Can you rewrite the records below with "shrub" changed to "bush" and everything else kept the same?

Input for this task:
_ _ _ _ _

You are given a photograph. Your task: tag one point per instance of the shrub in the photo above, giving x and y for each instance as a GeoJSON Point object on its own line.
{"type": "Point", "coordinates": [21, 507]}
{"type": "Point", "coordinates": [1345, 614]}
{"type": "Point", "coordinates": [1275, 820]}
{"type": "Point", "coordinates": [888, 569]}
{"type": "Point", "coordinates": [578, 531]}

_ _ _ _ _

Solution to this exercise:
You are given a photograph. Your task: tag one point per instance of the bush in the photo above, giving x and y for each instance as a GeoJSON Point object on its own line.
{"type": "Point", "coordinates": [21, 507]}
{"type": "Point", "coordinates": [1345, 614]}
{"type": "Point", "coordinates": [1275, 820]}
{"type": "Point", "coordinates": [888, 569]}
{"type": "Point", "coordinates": [578, 531]}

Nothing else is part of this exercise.